◆ Directions: Copy every line below, requests included, from the line containing "In this exercise you will tag the small" through the final line, and raise each coordinate in the answers by 133. Leave the pictures out.

(Point annotation dataset lines)
========================================

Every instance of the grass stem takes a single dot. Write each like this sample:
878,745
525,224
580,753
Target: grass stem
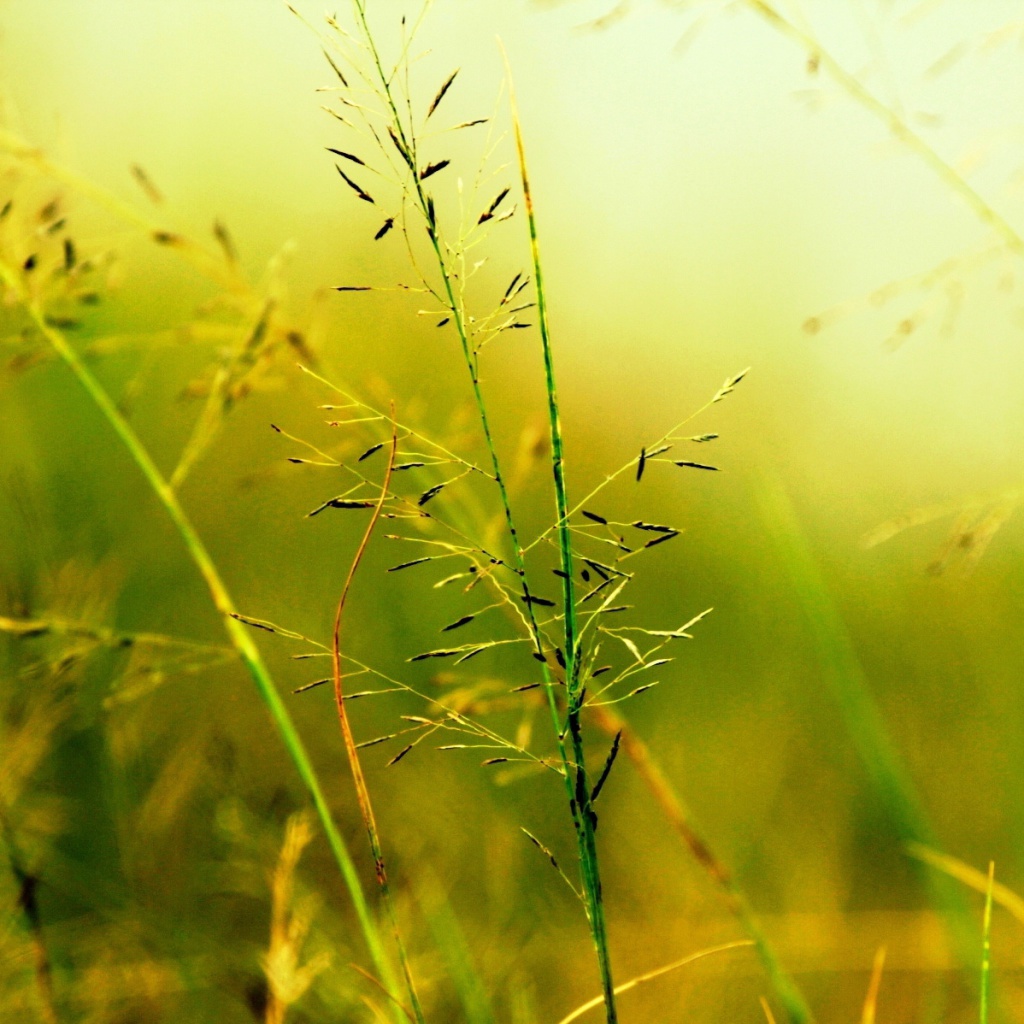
237,633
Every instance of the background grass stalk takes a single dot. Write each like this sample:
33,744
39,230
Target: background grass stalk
237,633
986,948
676,814
843,674
584,815
897,125
361,790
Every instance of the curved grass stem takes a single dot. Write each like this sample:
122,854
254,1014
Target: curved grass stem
361,790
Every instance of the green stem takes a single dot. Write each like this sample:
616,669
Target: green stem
578,788
238,634
584,816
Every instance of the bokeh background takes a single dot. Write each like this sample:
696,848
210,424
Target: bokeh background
705,187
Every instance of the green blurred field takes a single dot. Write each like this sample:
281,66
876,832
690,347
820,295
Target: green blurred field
700,195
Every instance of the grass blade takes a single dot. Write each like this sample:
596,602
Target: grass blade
237,632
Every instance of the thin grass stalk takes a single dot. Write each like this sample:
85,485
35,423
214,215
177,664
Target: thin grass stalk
986,949
361,790
948,174
237,633
584,815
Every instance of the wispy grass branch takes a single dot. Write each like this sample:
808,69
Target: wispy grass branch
237,633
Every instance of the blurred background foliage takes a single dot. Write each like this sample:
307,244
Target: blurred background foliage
711,196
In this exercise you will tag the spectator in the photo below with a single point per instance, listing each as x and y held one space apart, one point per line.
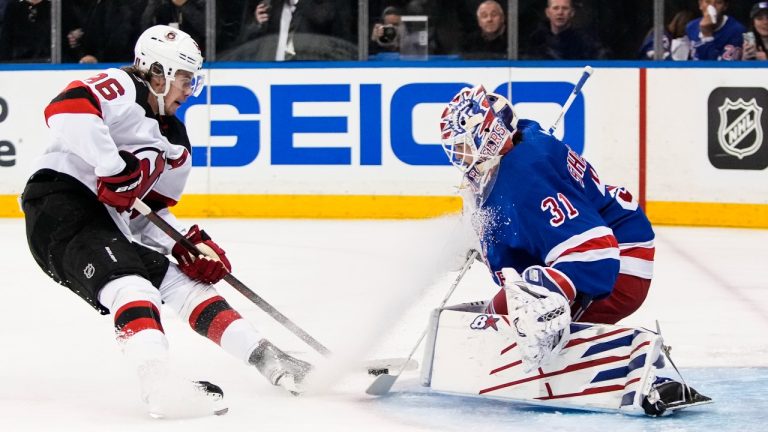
559 40
447 26
489 39
185 15
759 30
385 35
26 32
298 30
674 37
715 36
109 30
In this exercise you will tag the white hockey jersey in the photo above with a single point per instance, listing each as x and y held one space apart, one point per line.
91 120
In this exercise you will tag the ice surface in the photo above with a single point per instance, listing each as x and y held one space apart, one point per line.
365 290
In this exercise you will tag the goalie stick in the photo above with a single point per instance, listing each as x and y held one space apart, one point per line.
576 90
384 382
172 232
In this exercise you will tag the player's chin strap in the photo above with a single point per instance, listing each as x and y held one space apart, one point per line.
161 97
172 232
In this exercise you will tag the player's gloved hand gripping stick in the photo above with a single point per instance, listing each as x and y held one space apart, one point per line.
147 212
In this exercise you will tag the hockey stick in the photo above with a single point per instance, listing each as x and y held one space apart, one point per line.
576 90
153 217
383 383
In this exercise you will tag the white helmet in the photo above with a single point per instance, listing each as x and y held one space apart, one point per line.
172 50
475 127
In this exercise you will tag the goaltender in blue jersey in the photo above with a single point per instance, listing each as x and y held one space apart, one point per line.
563 245
543 211
591 237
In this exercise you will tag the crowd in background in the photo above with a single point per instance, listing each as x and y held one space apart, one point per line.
282 30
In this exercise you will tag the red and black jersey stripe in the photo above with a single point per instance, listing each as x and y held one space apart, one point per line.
211 317
77 98
136 316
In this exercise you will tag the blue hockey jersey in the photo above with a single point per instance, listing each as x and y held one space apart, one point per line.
549 207
724 44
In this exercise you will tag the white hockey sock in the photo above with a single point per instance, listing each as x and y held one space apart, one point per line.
134 305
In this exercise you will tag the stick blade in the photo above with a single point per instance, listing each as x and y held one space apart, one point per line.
381 385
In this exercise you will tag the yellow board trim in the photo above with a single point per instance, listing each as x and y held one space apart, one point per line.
708 214
299 206
418 207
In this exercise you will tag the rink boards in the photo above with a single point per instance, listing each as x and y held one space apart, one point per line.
352 140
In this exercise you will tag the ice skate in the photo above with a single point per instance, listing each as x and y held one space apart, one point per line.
667 396
280 368
169 396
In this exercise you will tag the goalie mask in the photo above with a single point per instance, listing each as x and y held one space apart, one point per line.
475 127
162 51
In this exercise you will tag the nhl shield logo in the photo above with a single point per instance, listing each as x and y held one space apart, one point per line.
737 128
740 133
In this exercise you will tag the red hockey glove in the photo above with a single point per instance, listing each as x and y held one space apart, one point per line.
210 267
122 189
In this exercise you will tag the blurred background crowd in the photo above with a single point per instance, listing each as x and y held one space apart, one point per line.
104 31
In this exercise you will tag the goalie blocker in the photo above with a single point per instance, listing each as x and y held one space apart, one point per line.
604 368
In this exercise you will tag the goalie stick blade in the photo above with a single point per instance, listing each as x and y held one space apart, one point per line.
381 385
384 366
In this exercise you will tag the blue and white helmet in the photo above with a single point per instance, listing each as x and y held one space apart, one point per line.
475 127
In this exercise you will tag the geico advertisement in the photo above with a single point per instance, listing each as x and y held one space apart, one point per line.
333 131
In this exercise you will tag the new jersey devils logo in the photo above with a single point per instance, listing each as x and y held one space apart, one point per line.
740 133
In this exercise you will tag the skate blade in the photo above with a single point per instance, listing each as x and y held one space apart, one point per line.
161 416
683 405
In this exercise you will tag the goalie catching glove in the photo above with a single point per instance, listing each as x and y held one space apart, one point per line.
209 267
541 317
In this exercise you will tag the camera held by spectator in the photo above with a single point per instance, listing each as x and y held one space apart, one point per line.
385 34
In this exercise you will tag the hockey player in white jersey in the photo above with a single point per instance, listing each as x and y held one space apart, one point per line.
115 138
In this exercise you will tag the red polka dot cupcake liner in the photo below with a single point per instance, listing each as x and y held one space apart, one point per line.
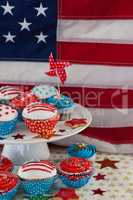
45 128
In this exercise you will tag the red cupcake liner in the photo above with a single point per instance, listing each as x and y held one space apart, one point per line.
45 128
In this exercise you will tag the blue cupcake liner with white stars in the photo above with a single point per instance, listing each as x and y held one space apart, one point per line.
38 187
75 183
89 152
10 194
7 127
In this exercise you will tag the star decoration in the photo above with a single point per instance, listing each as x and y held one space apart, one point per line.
41 10
25 25
66 194
99 177
108 163
18 136
57 69
9 37
62 130
7 9
98 191
41 38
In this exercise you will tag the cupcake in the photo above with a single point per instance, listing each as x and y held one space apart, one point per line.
64 104
87 151
9 184
37 177
41 118
44 91
8 120
21 101
5 164
75 172
8 93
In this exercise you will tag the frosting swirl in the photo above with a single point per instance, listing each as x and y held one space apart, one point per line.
82 150
7 181
5 164
75 165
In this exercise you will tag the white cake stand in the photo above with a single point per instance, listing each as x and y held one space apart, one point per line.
24 146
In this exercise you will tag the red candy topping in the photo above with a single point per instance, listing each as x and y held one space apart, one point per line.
5 164
7 181
75 165
74 123
23 100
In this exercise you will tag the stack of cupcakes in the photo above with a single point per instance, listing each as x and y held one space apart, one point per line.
37 177
75 172
7 93
87 151
9 184
5 164
64 104
21 101
41 118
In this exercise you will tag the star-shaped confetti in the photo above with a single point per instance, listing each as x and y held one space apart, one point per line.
25 25
99 177
41 38
41 10
108 163
98 191
7 8
9 37
66 194
18 136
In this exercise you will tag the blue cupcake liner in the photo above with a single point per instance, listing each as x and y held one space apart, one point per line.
87 153
38 187
9 195
75 184
7 127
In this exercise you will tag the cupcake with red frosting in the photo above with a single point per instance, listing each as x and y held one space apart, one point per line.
8 120
9 184
5 164
41 118
21 101
37 177
75 172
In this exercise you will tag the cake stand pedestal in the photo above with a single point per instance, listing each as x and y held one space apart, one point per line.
22 146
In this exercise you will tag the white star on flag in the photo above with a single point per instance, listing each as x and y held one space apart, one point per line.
41 38
41 10
25 25
9 37
7 8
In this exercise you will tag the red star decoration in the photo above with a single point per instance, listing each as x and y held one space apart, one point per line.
66 194
98 191
108 163
18 136
57 68
62 130
99 177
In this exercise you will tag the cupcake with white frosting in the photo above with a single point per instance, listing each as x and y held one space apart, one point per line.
37 177
8 120
44 91
8 93
41 118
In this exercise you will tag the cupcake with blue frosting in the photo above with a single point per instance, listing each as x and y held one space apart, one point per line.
64 105
87 151
37 177
44 91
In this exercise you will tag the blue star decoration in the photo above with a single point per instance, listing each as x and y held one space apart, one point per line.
28 31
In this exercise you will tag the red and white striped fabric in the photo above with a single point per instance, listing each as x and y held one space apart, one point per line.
97 37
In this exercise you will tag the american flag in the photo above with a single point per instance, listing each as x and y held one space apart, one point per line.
96 36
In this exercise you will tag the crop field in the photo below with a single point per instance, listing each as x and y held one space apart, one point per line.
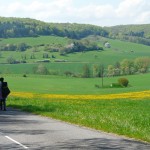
123 111
126 116
69 85
119 50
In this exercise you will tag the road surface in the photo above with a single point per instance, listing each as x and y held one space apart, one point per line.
20 130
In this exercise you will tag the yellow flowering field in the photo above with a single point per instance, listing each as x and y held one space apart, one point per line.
129 95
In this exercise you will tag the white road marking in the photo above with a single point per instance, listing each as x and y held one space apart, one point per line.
25 147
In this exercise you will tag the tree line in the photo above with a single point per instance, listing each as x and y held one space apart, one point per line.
125 67
25 27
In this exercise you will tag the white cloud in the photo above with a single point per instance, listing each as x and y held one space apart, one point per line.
126 12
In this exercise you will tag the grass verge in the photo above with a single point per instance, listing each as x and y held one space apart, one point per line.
122 116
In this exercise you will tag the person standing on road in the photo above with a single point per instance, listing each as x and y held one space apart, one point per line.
4 92
1 98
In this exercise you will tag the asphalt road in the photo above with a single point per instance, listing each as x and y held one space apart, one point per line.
20 130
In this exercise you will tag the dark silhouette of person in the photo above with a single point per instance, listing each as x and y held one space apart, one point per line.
4 91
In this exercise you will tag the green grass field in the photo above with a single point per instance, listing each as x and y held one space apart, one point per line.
119 50
122 116
70 85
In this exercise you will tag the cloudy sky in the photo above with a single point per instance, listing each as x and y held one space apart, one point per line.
98 12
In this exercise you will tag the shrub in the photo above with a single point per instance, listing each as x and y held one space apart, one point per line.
25 75
123 82
115 85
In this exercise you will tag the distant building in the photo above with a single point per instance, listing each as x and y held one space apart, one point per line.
107 45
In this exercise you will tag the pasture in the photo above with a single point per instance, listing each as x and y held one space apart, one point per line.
125 115
119 50
70 85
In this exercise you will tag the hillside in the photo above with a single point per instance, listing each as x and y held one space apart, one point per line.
26 27
132 33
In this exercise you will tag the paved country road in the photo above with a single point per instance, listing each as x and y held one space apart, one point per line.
20 130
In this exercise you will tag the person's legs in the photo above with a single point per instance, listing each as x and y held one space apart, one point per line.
0 104
4 104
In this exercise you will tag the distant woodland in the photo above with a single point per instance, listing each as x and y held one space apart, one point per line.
26 27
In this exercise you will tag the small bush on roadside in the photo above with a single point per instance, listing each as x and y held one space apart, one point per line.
25 75
123 82
97 86
115 85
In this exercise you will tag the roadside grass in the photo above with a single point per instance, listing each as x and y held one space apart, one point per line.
122 116
119 50
70 85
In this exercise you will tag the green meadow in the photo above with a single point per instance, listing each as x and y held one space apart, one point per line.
70 85
120 116
119 50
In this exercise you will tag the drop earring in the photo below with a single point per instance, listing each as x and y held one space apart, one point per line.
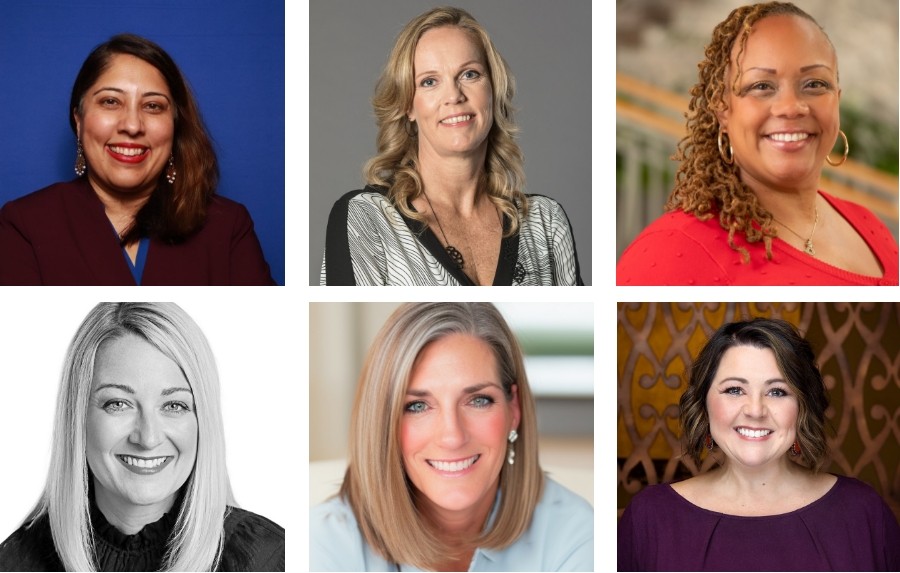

========================================

◆ Result of this exercise:
In this exercise you will tag the small bush on roadside in the photo above with a single point per instance, listing each as x and y held one space apart, one point per line.
158 208
256 215
230 219
248 218
In this exercise you will tag the roadside grass in the photo above with a single point per instance, listing each as x and y held one space apart, one point per line.
255 249
252 183
203 218
In this exercise you will tag the green meadow in the photo above with a single point per instance, listing each as x and y held one space apart, one point per line.
203 218
253 249
252 183
In this exercise you will tag the drop earring in the photo below with a single point per instance, listing each as x and y held one space apart, one point per line.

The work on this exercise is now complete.